» TASK INPUTS:
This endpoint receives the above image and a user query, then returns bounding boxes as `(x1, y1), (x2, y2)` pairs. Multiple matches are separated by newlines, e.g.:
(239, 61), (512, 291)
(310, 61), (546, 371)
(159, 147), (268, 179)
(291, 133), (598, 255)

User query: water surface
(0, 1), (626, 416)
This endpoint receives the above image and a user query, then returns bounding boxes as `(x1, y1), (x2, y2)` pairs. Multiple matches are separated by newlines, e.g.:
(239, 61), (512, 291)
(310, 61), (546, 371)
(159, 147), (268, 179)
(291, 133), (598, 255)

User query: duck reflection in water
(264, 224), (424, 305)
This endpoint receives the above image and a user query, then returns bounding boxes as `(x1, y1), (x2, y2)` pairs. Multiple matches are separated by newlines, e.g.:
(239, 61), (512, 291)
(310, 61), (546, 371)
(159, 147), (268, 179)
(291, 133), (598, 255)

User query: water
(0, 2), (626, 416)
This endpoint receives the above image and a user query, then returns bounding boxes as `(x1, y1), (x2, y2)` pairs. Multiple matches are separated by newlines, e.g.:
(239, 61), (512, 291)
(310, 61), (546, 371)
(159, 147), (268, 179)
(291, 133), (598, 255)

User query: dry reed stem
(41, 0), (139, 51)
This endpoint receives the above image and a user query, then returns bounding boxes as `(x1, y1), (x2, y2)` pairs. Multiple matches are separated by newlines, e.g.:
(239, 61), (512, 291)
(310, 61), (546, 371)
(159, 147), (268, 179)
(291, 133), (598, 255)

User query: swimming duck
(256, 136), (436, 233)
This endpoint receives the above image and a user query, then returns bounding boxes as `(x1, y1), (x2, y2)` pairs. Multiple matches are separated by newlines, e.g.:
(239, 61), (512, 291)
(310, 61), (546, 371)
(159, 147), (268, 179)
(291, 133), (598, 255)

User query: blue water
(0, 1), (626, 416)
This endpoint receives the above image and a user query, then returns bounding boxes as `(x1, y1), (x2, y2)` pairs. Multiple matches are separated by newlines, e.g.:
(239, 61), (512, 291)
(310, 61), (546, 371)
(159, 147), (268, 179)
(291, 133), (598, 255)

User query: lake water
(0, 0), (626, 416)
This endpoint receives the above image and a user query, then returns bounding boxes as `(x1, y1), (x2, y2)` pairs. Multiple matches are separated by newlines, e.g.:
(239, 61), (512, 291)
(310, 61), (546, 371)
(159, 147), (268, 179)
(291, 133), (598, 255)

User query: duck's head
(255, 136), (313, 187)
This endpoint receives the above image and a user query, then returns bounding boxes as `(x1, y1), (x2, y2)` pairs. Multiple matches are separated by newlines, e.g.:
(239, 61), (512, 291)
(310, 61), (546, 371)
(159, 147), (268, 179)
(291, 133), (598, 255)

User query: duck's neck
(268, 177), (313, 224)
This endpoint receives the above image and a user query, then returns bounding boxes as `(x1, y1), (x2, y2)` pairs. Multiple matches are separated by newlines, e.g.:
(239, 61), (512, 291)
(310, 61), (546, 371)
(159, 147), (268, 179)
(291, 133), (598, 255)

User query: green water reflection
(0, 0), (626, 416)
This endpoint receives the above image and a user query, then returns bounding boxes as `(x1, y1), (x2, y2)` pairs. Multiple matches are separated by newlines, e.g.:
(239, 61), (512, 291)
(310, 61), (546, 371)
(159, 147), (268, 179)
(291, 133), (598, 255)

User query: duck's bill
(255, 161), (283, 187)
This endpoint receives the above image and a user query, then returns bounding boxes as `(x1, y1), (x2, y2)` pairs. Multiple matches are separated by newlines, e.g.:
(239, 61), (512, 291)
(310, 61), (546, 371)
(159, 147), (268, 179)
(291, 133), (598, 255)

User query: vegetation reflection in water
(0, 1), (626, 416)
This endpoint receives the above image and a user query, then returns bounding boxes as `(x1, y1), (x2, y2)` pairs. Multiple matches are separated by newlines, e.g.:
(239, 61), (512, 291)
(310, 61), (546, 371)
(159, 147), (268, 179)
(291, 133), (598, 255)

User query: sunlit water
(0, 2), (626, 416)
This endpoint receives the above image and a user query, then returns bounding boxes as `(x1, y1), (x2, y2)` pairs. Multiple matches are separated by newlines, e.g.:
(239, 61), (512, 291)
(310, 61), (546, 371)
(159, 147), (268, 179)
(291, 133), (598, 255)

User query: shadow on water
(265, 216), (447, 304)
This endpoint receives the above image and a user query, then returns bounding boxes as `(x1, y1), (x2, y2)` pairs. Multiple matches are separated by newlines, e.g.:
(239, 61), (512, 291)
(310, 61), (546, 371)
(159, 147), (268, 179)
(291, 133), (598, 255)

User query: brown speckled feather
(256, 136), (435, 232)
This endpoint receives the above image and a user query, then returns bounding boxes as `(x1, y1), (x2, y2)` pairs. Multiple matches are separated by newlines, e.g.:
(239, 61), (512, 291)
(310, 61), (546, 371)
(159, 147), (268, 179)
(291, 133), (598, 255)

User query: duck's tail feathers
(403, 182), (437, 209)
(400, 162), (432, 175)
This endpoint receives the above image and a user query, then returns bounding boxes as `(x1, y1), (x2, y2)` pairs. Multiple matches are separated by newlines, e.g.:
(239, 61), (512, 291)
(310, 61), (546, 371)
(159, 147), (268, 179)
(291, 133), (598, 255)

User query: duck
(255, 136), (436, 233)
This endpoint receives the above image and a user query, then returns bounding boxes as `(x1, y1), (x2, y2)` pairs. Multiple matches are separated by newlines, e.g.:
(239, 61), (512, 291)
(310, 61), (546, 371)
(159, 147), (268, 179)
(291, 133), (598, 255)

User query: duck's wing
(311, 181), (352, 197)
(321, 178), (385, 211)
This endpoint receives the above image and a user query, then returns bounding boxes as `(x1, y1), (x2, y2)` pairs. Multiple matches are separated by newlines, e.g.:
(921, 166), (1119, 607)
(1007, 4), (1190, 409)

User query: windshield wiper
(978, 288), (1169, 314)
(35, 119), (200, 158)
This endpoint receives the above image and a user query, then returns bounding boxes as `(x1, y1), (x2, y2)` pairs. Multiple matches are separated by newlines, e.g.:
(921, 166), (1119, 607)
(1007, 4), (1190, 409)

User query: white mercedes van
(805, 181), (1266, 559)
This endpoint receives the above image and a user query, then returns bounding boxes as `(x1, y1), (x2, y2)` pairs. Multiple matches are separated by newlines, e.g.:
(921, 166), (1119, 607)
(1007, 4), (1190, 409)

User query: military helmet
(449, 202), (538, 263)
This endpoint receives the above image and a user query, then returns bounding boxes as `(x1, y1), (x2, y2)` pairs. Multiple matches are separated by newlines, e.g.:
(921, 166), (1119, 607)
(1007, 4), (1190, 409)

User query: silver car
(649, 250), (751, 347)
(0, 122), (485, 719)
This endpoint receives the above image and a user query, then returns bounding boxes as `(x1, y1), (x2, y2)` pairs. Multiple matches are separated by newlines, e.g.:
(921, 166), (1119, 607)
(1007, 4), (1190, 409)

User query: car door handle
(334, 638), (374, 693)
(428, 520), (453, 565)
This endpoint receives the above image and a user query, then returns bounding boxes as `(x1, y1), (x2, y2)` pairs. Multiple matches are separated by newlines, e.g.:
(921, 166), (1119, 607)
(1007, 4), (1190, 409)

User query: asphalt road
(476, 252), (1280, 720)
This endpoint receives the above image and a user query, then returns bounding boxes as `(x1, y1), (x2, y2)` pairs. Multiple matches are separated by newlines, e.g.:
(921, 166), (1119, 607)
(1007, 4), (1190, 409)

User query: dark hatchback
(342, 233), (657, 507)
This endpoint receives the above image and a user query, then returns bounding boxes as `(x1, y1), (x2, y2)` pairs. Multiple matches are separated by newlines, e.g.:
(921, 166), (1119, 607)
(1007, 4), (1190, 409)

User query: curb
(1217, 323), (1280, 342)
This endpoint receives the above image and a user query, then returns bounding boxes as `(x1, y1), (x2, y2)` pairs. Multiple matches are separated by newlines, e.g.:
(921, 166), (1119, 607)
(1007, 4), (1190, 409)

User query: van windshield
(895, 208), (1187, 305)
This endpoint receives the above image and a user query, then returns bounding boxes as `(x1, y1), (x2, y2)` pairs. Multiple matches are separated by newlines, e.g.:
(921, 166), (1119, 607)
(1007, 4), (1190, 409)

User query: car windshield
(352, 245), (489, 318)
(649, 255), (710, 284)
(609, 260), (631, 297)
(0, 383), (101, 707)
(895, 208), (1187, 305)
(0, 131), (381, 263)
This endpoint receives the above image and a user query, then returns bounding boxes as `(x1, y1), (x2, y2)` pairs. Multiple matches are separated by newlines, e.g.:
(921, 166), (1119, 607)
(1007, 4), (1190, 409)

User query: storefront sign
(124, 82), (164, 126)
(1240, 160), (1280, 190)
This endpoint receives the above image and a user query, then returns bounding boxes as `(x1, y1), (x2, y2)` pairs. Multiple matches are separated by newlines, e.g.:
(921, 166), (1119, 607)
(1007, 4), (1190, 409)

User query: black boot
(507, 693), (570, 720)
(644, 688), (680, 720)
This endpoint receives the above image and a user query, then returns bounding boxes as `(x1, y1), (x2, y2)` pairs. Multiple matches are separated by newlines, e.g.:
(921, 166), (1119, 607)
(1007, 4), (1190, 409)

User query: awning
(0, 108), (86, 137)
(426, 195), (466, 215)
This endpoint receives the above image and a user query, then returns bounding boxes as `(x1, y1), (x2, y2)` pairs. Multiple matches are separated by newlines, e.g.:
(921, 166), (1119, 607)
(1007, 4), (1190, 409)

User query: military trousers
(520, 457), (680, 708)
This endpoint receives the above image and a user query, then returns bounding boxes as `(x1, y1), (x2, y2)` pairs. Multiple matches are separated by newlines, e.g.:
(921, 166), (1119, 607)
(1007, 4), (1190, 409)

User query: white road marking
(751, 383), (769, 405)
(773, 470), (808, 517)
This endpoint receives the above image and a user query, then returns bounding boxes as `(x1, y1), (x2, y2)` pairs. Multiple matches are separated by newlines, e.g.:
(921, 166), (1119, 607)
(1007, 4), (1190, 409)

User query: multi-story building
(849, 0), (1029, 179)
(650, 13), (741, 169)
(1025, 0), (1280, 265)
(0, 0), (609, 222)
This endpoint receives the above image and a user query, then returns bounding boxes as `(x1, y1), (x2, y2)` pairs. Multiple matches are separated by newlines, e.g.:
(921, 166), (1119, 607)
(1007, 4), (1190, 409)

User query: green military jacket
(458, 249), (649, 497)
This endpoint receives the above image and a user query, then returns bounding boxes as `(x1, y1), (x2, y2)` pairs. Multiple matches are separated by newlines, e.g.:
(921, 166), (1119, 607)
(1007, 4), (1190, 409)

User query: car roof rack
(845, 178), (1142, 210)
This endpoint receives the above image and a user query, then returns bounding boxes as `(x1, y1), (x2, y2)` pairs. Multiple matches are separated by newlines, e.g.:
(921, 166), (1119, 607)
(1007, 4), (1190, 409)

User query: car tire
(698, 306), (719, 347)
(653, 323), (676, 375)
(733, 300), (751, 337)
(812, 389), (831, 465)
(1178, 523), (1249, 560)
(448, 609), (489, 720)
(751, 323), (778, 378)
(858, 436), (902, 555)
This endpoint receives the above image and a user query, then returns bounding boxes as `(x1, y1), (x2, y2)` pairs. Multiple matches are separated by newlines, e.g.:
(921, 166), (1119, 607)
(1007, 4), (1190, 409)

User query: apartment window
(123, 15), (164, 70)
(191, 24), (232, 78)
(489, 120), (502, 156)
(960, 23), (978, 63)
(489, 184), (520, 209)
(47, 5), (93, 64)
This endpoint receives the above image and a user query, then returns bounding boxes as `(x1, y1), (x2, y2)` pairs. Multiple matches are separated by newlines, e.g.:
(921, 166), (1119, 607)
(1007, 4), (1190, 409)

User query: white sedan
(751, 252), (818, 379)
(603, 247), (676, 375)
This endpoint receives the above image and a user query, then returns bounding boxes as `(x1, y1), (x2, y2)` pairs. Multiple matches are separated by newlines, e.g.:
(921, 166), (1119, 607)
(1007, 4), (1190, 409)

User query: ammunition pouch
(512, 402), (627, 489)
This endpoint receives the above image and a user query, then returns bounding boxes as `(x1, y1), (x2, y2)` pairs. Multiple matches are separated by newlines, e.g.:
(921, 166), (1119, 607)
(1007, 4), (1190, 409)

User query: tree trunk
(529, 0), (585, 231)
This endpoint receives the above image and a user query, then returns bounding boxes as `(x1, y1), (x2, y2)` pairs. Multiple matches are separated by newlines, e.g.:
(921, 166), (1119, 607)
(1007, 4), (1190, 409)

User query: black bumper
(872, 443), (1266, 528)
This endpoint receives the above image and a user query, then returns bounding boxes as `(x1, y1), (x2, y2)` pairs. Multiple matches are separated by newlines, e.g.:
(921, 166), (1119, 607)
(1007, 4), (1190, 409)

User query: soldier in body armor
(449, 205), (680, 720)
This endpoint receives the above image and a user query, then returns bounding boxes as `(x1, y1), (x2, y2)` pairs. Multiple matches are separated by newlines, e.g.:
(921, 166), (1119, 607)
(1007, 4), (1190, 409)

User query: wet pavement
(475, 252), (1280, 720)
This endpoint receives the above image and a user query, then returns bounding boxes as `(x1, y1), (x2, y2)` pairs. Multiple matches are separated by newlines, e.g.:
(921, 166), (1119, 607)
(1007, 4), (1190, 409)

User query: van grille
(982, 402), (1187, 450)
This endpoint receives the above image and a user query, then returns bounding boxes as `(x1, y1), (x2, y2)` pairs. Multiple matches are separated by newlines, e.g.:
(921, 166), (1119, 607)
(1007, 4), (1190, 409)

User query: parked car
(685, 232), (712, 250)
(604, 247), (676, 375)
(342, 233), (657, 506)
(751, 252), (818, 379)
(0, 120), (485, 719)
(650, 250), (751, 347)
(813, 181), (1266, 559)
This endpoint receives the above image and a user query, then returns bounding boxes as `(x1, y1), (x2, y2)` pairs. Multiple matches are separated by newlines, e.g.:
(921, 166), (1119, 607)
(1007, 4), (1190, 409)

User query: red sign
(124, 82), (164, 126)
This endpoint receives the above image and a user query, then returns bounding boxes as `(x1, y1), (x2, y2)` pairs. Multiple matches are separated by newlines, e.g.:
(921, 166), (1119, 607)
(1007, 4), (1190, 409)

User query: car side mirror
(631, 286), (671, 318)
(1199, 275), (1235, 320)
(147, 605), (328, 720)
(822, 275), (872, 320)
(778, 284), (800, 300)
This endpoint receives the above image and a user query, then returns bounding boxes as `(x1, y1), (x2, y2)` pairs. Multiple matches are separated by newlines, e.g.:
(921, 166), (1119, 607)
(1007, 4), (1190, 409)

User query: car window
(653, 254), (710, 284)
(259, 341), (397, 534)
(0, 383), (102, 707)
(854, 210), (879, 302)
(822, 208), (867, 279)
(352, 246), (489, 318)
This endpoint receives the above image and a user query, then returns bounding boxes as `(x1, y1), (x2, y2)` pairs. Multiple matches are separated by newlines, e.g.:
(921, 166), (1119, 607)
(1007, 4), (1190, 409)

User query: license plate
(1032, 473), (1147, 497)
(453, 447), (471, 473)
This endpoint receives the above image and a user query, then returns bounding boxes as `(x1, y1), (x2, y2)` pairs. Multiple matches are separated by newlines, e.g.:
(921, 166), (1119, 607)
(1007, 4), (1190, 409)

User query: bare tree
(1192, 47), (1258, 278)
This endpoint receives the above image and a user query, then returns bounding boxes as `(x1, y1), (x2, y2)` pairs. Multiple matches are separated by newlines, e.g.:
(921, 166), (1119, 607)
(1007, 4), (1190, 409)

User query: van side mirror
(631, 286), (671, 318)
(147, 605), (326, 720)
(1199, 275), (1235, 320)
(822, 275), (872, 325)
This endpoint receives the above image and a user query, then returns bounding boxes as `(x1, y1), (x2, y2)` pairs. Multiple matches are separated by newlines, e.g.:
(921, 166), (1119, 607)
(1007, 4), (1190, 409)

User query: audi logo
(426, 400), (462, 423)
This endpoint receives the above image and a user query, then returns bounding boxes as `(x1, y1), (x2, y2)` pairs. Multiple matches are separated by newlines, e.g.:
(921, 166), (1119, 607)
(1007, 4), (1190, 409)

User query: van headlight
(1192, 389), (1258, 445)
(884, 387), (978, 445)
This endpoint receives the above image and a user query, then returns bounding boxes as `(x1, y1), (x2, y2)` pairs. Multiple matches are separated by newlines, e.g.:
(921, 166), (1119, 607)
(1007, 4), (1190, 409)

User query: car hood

» SET PROBLEM:
Copy the records above again, requests included, from their first line through the line that contains "(264, 224), (424, 305)", and nothing more. Multiply only the bounding-box coordinates in the answers by 0.65 and round each to a whole number, with halves going up; leave the numbers in the requests and their sample pairs unchanged.

» SOLUTION BELOW:
This endpoint receives the above image and a user query, then returns bounding boxes as `(x1, y1), (x2, y2)` pairs. Multiple matches are separated by newlines, e.g.:
(239, 61), (512, 291)
(310, 61), (546, 371)
(159, 147), (268, 179)
(291, 133), (598, 255)

User query: water surface
(0, 1), (407, 270)
This endpoint receives the above image and a user query, then returns bounding boxes as `(x1, y1), (x2, y2)` pairs. Multiple matches are separated by newlines, e.g.:
(239, 61), (512, 291)
(310, 61), (546, 371)
(159, 147), (268, 179)
(291, 133), (598, 255)

User query: duck reflection in water
(172, 146), (276, 198)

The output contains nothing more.